PROBLEM TO WORK ON: Tally the lines in the material below that contain the word "fresh". Reply with the number alone.

# MATERIAL TO PROCESS start

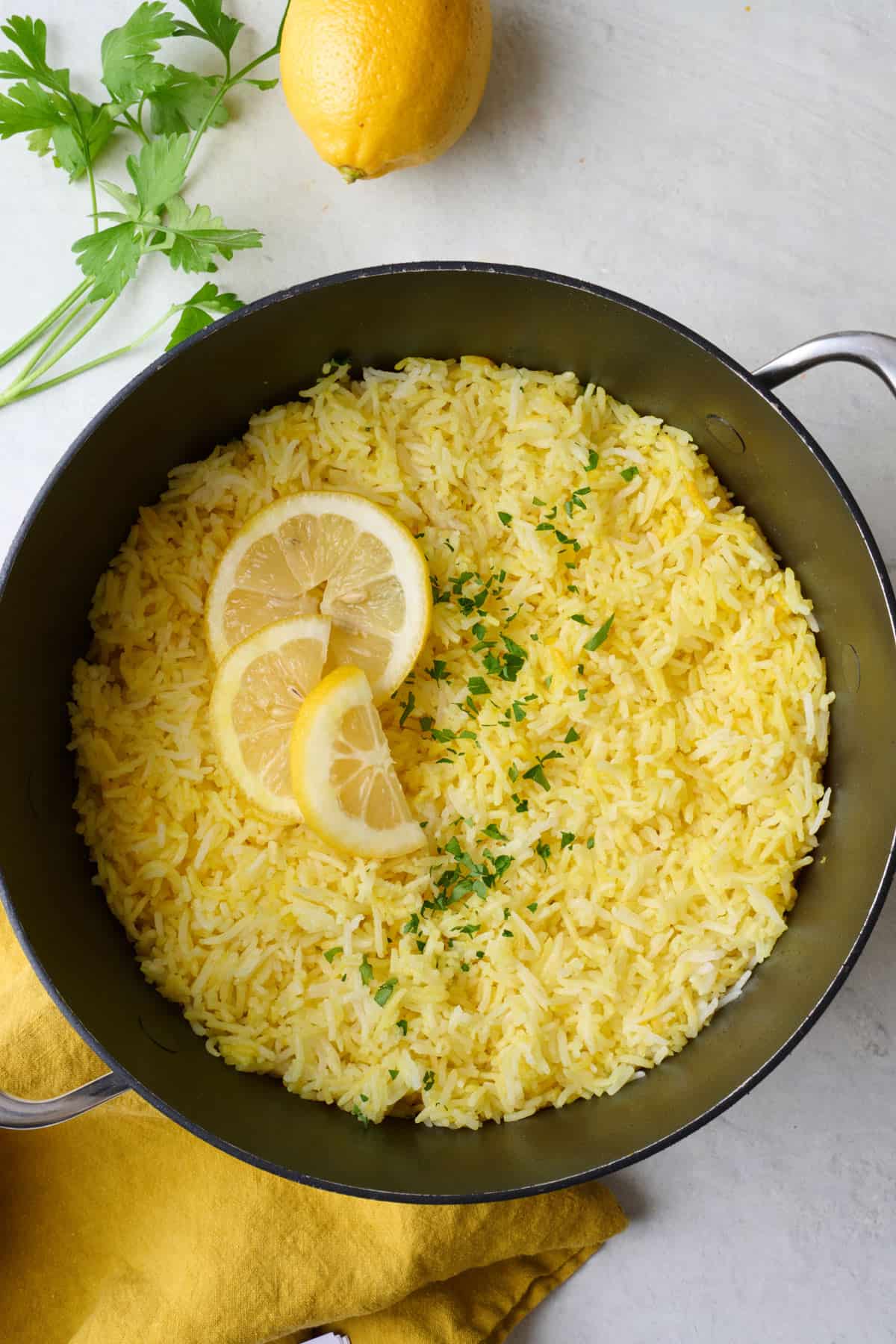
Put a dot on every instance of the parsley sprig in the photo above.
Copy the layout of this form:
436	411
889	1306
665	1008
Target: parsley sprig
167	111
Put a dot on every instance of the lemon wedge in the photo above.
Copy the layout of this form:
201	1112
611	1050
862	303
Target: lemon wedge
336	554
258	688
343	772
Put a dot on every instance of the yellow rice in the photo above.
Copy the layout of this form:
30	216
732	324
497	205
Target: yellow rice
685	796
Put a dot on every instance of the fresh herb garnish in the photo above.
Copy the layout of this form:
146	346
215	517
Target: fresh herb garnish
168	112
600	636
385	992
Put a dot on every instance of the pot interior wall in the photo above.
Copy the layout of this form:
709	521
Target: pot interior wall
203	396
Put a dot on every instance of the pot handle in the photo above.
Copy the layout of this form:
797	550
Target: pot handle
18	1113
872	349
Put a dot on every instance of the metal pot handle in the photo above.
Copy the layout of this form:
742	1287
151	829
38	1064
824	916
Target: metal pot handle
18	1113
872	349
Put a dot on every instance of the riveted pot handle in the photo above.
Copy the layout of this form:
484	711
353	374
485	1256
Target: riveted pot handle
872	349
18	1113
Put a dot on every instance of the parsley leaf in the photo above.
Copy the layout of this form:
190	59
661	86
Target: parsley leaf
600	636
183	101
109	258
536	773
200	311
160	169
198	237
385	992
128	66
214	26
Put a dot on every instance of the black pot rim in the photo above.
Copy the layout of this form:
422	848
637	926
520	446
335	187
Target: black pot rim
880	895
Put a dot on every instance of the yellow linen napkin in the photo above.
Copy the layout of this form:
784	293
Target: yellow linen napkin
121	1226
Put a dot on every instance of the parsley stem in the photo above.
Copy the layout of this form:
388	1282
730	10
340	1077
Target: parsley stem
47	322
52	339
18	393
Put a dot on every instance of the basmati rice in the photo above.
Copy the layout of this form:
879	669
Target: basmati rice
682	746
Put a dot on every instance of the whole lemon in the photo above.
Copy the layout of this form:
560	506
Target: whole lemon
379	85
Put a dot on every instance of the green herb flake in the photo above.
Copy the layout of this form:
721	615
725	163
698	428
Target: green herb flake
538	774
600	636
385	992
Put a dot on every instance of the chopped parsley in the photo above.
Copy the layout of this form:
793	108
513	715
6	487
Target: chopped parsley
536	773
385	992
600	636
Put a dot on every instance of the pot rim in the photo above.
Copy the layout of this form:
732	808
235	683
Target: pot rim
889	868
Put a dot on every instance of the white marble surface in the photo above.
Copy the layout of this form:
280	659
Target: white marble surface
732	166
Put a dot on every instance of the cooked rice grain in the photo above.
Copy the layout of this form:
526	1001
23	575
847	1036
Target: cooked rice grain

# MATERIAL TO PROCESS end
# MATERIAL TO PROCESS start

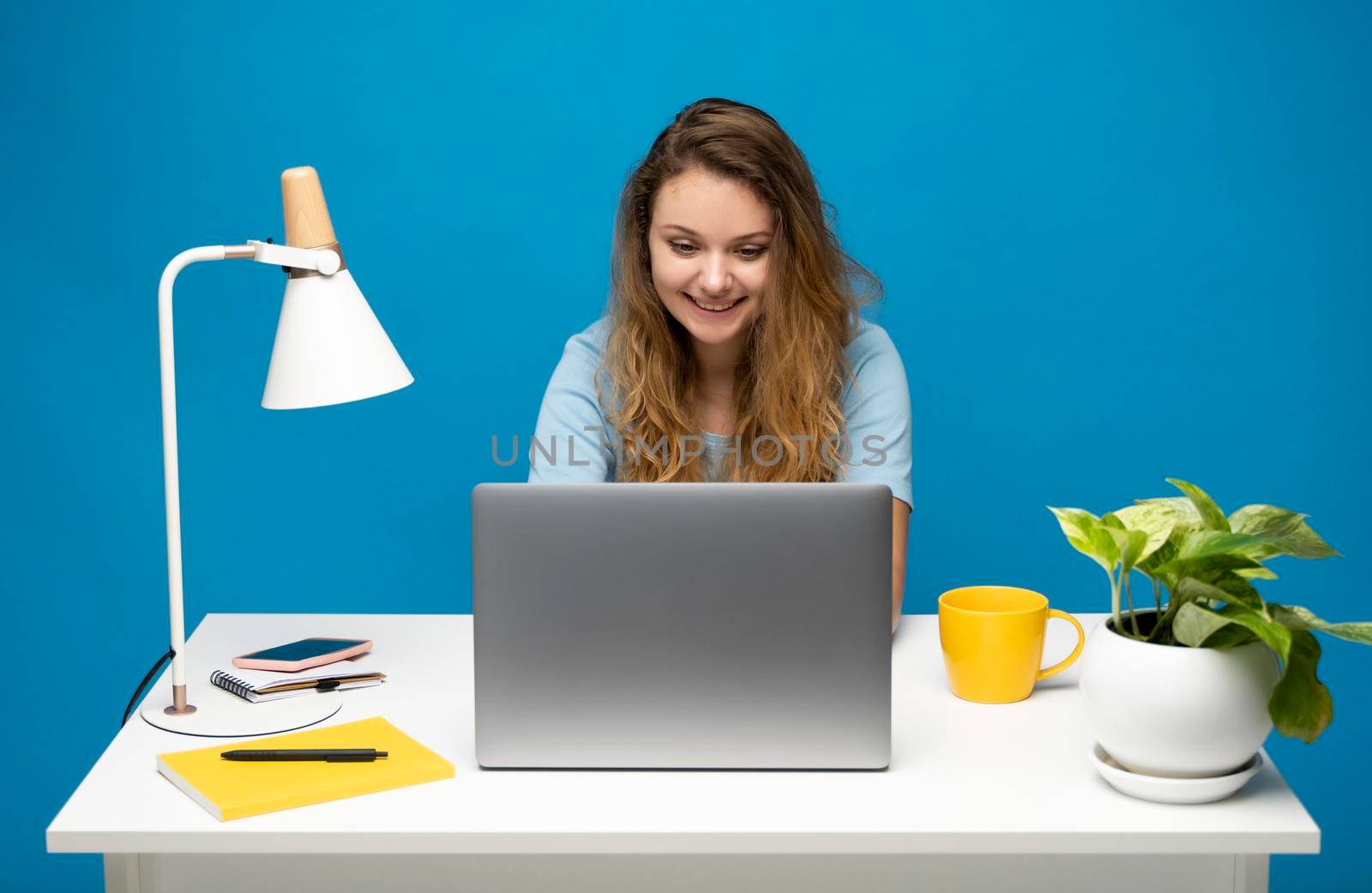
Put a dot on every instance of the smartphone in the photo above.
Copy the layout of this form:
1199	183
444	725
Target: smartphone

# MATERIAL TO PROCESS end
# MATERIAL TO PROCESS start

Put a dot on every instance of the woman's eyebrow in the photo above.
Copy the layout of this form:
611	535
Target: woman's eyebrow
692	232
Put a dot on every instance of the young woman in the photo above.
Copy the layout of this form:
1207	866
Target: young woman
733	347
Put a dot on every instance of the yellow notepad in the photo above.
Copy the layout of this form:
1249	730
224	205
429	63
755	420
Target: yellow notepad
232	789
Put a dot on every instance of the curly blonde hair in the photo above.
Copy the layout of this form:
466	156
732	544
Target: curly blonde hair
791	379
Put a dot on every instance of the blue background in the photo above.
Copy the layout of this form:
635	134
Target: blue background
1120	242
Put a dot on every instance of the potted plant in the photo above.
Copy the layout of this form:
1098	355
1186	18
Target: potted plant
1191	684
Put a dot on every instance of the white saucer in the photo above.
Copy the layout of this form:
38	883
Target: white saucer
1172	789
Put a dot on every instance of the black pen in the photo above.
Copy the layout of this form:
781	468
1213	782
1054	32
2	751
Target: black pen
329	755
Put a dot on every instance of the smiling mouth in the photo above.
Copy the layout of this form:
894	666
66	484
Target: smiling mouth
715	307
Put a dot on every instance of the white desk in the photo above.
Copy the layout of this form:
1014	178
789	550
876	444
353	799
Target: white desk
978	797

# MATERIAL TO PROCESS end

COMPLETE OUTPUT: 2